[START OF Document text]
# 2017 Cruze Diesel DEF Low -- Tank full



## oregon_rider (Jul 21, 2017)

I found a tsb that states there can be a delay from when you fill to when the driver info center is updated. 

I would let it idle and take it for a short drive to see if it resets the def level properly.

As far as the overflow goes - aways rinse the def off the car with water as it can damage the paint.

Jeff


----------



## wylekyote (Oct 18, 2021)

Thanks jeff, its been driven back and forth to school (about 10 miles) now 2-3 days, and its got 40 miles left on the '5mph max' limp home mode timer, which is just about enough to get to the dealership So I think we've given it enough time to figure it out on its own, at least without some help


----------



## oregon_rider (Jul 21, 2017)

Did it overflow when you put in a 2.5 gallon container of DEF? Or were you at a DEF pump at a truck stop etc.?

jeff


----------



## wylekyote (Oct 18, 2021)
[END OF Document text]
[START OF Information shown]
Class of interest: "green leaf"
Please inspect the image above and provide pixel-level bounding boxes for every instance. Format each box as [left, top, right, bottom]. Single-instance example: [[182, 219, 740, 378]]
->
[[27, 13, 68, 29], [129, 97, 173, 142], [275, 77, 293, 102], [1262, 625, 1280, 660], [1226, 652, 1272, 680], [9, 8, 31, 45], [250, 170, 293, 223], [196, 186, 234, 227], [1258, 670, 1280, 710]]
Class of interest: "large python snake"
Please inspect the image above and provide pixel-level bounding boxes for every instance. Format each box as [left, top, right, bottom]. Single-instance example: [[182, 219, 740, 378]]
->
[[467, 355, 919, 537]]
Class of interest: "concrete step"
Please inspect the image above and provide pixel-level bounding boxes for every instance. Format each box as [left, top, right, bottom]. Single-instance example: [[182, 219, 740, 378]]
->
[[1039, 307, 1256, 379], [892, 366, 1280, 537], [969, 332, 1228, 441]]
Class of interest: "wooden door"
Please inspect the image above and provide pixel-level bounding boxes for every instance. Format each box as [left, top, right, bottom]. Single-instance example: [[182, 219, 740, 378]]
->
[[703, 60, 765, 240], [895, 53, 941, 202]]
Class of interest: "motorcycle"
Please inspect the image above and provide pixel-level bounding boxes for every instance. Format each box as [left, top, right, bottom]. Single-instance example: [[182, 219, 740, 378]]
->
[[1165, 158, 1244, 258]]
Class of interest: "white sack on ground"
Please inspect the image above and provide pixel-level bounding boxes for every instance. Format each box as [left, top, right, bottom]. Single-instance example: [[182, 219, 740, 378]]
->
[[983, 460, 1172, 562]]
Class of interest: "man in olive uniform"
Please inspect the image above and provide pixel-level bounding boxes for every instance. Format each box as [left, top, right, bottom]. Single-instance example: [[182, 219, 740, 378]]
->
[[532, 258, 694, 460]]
[END OF Information shown]
Problems to solve:
(A) Using the thread about the Cruze Diesel DEF warning, decide whether each statement agrees with it: (i) a TSB says the driver info center may be slow to show a new DEF fill; (ii) the car has been driven to school and back for more than a week; (iii) DEF that overflows onto the car should be rinsed off with water. For each, answer yes or no and quote the words of the thread that decide it.
(B) Write the next part of the thread about the Cruze Diesel DEF warning, beginning right after its final line.

Answers in order:
(A)
(i) Yes: "I found a tsb that states there can be a delay from when you fill to when the driver info center is updated."
(ii) No: "its been driven back and forth to school (about 10 miles) now 2-3 days"
(iii) Yes: "aways rinse the def off the car with water as it can damage the paint."

(B)
It showed low, my daughter (who owns the car) put 2.5 gallons in it. Being the father of a number of children, I bought some more DEF to put in and got maybe 1/3 gallon in before it overflowed. thus confirming she'd already put plenty in the tank and the indicator was wrong. We've always used the BlueDef in the plastic inside cardboard containers


----------



## ChevyCruizer (Dec 31, 2021)

Good morning
Just curious if you ever found the source of the issue? Exactly same thing going on on my 2018 87000 Miles. Says tank is empty. 385 miles till derated.


----------



## wylekyote (Oct 18, 2021)

I did. We had rodent damage on the wire to the sensor. 




ChevyCruizer said:


> Good morning
> Just curious if you ever found the source of the issue? Exactly same thing going on on my 2018 87000 Miles. Says tank is empty. 385 miles till derated.


----------



## ChevyCruizer (Dec 31, 2021)

I’m gonna take some stuff apart and take a look at wires and connectors. Thank you.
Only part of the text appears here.